The aim of calculating descriptive statistics is to summarize the sample you have collected (Cox, 2017)

- The main characteristics that are of interest when dealing with continuous data are the shape (distribution), the location, statistics (central tendency and variability) and the spread (dispersion) of the data.

- Appropriate presenting the results of descriptive statistics (table, figures)

- Descriptive statistics aim to summarize a sample, rather than use the data to learn about the population

- Descriptive statistics are not developed on the basis of probability theory

---
# Descriptive statistics

- Choosing which summary statistics are appropriate depend on the type of variable being examined.

- Different statistics should be used for interval/ratio, ordinal, and nominal data.

---
# Mean

- In statistics, the term average refers to any of the measures of central tendency!

- Psychologists are often interested in looking at how data points tend to group around a central value.

- The arithmetic mean of a set of observed data is defined as being equal to the sum of the numerical values of each and every observation, divided by the total number of observations.

- It is greatly influenced by **outliers** (values that are very much larger or smaller than most of the values)

---
# Mean (Navarro, 2015)

- If your data are nominal scale, you probably shouldn’t be using either the mean or the median.

:: Exercise description ::
Answer these questions from the text on descriptive statistics.
(a) What do descriptive statistics aim to summarize?
(b) How is the arithmetic mean of a set of observed data defined?
(c) What kind of values is the mean greatly influenced by?

:: Record list ::
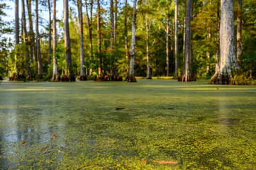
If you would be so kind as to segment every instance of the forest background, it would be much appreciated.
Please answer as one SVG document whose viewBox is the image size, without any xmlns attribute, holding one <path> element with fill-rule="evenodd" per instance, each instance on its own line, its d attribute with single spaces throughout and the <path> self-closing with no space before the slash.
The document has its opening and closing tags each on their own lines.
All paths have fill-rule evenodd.
<svg viewBox="0 0 256 170">
<path fill-rule="evenodd" d="M 240 1 L 234 1 L 236 33 L 234 39 L 236 40 L 238 61 L 243 74 L 254 78 L 256 76 L 256 1 L 244 1 L 243 6 Z M 74 77 L 79 78 L 83 69 L 86 79 L 106 75 L 126 77 L 130 57 L 134 13 L 133 1 L 80 0 L 68 2 L 70 67 Z M 38 10 L 44 11 L 40 14 L 49 13 L 48 20 L 43 15 L 37 16 L 36 4 Z M 17 23 L 16 25 L 14 18 L 6 21 L 3 16 L 17 10 L 15 6 L 6 5 L 5 1 L 0 3 L 0 74 L 3 77 L 13 76 L 13 80 L 52 79 L 55 54 L 57 75 L 60 77 L 57 79 L 60 79 L 67 70 L 66 53 L 69 50 L 65 45 L 63 11 L 57 11 L 57 45 L 53 51 L 53 1 L 22 0 L 19 5 L 24 5 L 24 7 L 19 8 L 23 10 L 21 10 L 22 16 L 19 17 L 18 23 L 21 29 L 16 31 L 18 40 L 15 40 L 6 35 L 17 35 L 15 33 Z M 209 79 L 216 72 L 220 55 L 220 1 L 194 0 L 191 6 L 189 62 L 192 79 Z M 152 76 L 182 76 L 185 62 L 187 1 L 179 1 L 178 11 L 178 45 L 175 52 L 175 1 L 138 1 L 135 76 L 147 78 Z M 82 13 L 82 20 L 79 20 L 79 13 Z M 238 17 L 241 19 L 241 36 L 239 35 L 241 42 L 237 40 L 239 40 Z M 37 18 L 40 26 L 38 35 Z M 83 34 L 80 33 L 81 21 Z M 81 50 L 81 35 L 83 51 Z M 82 55 L 84 57 L 84 63 L 81 62 Z"/>
</svg>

:: Expected answer ::
(a) They aim to summarize a sample, rather than use the data to learn about the population.
(b) It is the sum of the numerical values of each and every observation, divided by the total number of observations.
(c) It is greatly influenced by outliers, which are values very much larger or smaller than most of the values.